WORK INSTRUCTION: Your task is to transcribe the entries exactly.

*** Opening of EXERCISE INPUTS ***

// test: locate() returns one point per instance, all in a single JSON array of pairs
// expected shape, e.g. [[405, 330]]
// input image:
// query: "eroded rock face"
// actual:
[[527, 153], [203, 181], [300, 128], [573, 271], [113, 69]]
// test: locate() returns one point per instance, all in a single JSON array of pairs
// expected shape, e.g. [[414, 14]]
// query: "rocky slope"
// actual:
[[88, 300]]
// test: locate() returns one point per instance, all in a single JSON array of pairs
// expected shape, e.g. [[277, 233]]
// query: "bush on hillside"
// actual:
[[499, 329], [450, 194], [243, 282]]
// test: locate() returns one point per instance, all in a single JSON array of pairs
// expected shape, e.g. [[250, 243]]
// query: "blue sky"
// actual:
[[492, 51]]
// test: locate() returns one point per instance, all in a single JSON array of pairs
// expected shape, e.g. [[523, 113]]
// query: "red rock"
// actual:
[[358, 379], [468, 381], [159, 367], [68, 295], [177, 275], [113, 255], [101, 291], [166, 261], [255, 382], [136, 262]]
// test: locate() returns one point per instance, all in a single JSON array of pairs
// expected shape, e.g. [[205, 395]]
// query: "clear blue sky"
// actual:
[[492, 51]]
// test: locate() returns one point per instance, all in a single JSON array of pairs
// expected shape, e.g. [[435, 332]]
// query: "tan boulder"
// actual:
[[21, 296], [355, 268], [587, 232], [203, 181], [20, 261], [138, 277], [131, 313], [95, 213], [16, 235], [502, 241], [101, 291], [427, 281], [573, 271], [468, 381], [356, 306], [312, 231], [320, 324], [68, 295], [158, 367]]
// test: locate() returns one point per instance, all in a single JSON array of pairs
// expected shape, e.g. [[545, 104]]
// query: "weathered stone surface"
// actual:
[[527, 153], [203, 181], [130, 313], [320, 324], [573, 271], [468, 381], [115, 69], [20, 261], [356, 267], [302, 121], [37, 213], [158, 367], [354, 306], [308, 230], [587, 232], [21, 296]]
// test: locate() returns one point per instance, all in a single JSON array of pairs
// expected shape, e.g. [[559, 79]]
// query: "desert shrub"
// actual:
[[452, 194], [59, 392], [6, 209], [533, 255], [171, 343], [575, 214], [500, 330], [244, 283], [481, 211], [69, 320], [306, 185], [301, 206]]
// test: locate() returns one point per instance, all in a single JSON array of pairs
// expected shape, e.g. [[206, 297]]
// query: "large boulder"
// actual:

*** Close of EXERCISE INPUTS ***

SOLUTION:
// test: locate() returns one point per instance, all in a single JSON array of pairs
// expected shape, e.g. [[405, 330]]
// input image:
// query: "eroded rock face"
// actual:
[[527, 153], [203, 181], [300, 128], [573, 271], [113, 69]]
// test: locate() returns one point per instance, all in a single JSON array of pairs
// expected shape, e.g. [[414, 14]]
// query: "rocky slope"
// actual:
[[88, 300]]
// test: locate() returns one point per instance, all in a single JSON array of pairs
// expected shape, e.g. [[277, 233]]
// query: "bush on hillside"
// actual:
[[499, 329], [450, 194], [243, 282]]
// test: locate() returns one point per instance, all in a single JSON array of pairs
// expected shape, e.g. [[250, 243]]
// query: "blue sky"
// actual:
[[492, 51]]
// test: locate() returns one point per instance, all in a single JSON array of pairs
// expected shape, e.g. [[523, 113]]
// query: "red rock"
// actual:
[[358, 379], [468, 381], [159, 367], [68, 295], [177, 275], [113, 255], [101, 291], [166, 261], [255, 382], [136, 262]]
// test: locate() returns one point per instance, all in a single JSON array of pairs
// expected shape, e.g. [[205, 395]]
// query: "clear blue sky"
// actual:
[[492, 51]]
// test: locate() returns one point per instance, all in a single JSON array of pairs
// expected shape, e.g. [[435, 332]]
// query: "tan boulder"
// actual:
[[21, 296], [355, 268], [587, 232], [203, 181], [20, 261], [138, 277], [131, 313], [95, 213], [16, 235], [502, 241], [101, 291], [427, 281], [573, 271], [468, 381], [356, 306], [312, 231], [320, 324], [68, 295], [158, 367]]
// test: locate() returns one point per instance, all in a single JSON array of pairs
// expected shape, e.g. [[545, 104]]
// query: "weathered stone surface"
// actual:
[[527, 153], [203, 181], [130, 313], [320, 324], [573, 271], [468, 381], [115, 69], [20, 261], [356, 267], [302, 121], [37, 213], [158, 367], [354, 306], [308, 230], [587, 232], [21, 296]]
// test: locate() returns one point per instance, all in a single JSON array of pairs
// expected shape, e.g. [[559, 79]]
// query: "desert shrub"
// actual:
[[452, 194], [59, 392], [6, 209], [533, 255], [171, 343], [575, 214], [500, 330], [244, 283], [481, 211], [69, 320], [306, 185], [301, 206]]
// test: locate() returns one point per instance, all in a single JSON array of pairs
// expected shape, e.g. [[206, 297]]
// query: "large boulder"
// actual:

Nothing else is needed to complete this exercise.